=== SELECTED EXTRACT ===

- County: County Sligo
- Borough: Sligo

1801–1870
- Seats: 1
- Created from: Sligo (IHC)
- Replaced by: County Sligo

= Sligo (UK Parliament constituency) =

UK parliamentary constituency in Ireland, 1801 to 1870

The parliamentary borough of Sligo, County Sligo, Ireland, was represented in the House of Commons of the United Kingdom as a borough constituency from 1801 to 1870 by one Member of Parliament (MP), elected by the first past the post system of election. It succeeded the two-seat constituency of Sligo represented in the Irish House of Commons until the abolition of the Irish Parliament on 1 January 1801 under the Acts of Union 1800. It was disfranchised under the Sligo and Cashel Disfranchisement Act 1870.

===

▸ CHALLENGE 1
Based on the text above about the Sligo constituency, decide whether each statement agrees with it. Answer yes or no, and quote the words that decide it. (a) The borough sent one Member of Parliament to the House of Commons of the United Kingdom. (b) The Sligo constituency in the Irish House of Commons had a single seat. (c) The borough was disfranchised under the Acts of Union 1800.
▸ CHALLENGE 2
According to the Sligo constituency text, on what date was the Irish Parliament abolished?

=== MATERIAL SHOWN ===

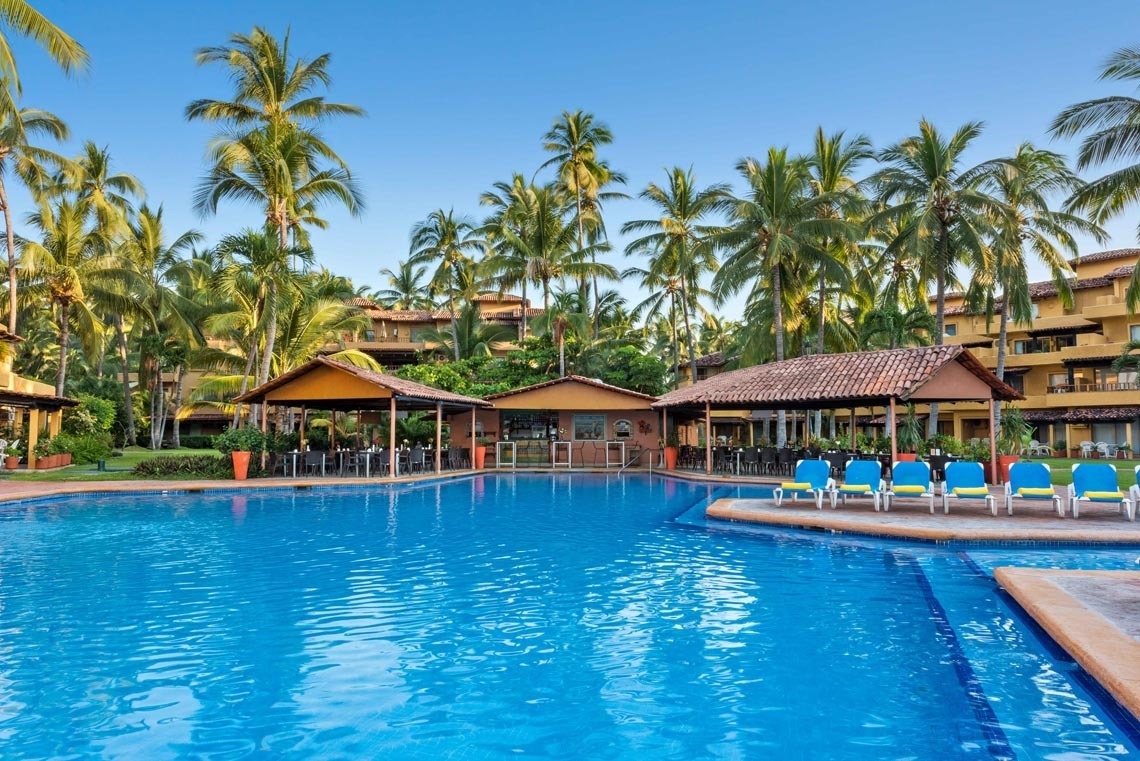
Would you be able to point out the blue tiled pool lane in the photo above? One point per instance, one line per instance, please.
(509, 616)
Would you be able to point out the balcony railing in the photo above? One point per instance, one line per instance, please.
(1082, 387)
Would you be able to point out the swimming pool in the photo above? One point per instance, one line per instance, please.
(509, 616)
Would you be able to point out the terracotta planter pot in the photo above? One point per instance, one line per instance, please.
(1003, 463)
(241, 465)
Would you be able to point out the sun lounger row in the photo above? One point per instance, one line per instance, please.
(1092, 483)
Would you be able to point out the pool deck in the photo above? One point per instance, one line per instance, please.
(1094, 615)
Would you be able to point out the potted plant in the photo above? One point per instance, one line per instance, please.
(239, 443)
(1015, 439)
(672, 446)
(479, 452)
(11, 456)
(910, 435)
(43, 457)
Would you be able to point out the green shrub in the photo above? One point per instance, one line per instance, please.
(84, 449)
(239, 440)
(186, 466)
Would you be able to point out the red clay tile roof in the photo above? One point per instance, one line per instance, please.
(577, 378)
(1108, 255)
(822, 379)
(716, 359)
(407, 390)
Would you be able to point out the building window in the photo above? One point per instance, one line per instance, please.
(589, 427)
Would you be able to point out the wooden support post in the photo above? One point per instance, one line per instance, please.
(993, 441)
(439, 436)
(33, 435)
(265, 430)
(892, 424)
(708, 439)
(392, 455)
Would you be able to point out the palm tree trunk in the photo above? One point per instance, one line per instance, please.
(939, 313)
(778, 319)
(64, 338)
(689, 329)
(1000, 371)
(455, 325)
(128, 402)
(10, 239)
(676, 346)
(245, 378)
(177, 434)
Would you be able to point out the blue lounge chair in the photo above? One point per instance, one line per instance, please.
(910, 480)
(967, 481)
(1096, 482)
(813, 476)
(1032, 481)
(1134, 489)
(861, 479)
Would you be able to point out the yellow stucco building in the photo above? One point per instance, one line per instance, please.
(1061, 361)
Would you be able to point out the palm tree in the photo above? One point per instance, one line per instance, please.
(1025, 182)
(780, 221)
(25, 21)
(258, 260)
(268, 155)
(573, 139)
(1113, 138)
(162, 311)
(65, 269)
(445, 239)
(271, 89)
(31, 164)
(406, 288)
(951, 215)
(677, 240)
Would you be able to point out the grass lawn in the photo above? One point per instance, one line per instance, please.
(119, 467)
(1063, 471)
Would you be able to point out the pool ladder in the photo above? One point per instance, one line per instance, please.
(636, 458)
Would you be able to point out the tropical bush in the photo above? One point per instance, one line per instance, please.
(239, 440)
(84, 449)
(187, 466)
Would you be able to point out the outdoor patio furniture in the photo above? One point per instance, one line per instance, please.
(812, 476)
(911, 480)
(967, 481)
(1096, 483)
(1032, 481)
(862, 479)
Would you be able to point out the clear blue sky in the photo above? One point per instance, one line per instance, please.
(459, 93)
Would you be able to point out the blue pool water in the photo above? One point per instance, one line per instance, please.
(513, 616)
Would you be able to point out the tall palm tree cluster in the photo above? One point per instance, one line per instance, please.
(98, 278)
(840, 247)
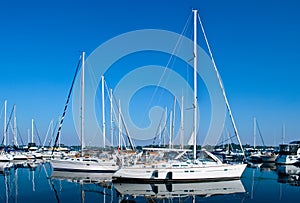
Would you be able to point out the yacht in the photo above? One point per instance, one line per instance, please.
(167, 165)
(85, 164)
(288, 153)
(170, 191)
(164, 165)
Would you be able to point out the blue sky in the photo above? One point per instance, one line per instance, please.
(255, 44)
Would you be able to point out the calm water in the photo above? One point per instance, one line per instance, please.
(258, 184)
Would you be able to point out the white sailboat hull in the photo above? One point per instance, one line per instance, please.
(82, 165)
(184, 174)
(287, 159)
(180, 189)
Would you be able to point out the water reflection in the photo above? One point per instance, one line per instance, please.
(178, 190)
(36, 182)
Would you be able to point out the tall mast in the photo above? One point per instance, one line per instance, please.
(32, 130)
(103, 112)
(195, 82)
(15, 127)
(254, 135)
(170, 136)
(82, 101)
(111, 118)
(181, 125)
(4, 130)
(119, 124)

===

▸ RESPONSE 1
(a) Yes: "was represented in the House of Commons of the United Kingdom as a borough constituency from 1801 to 1870 by one Member of Parliament (MP)"
(b) No: "It succeeded the two-seat constituency of Sligo represented in the Irish House of Commons"
(c) No: "It was disfranchised under the Sligo and Cashel Disfranchisement Act 1870."

▸ RESPONSE 2
1 January 1801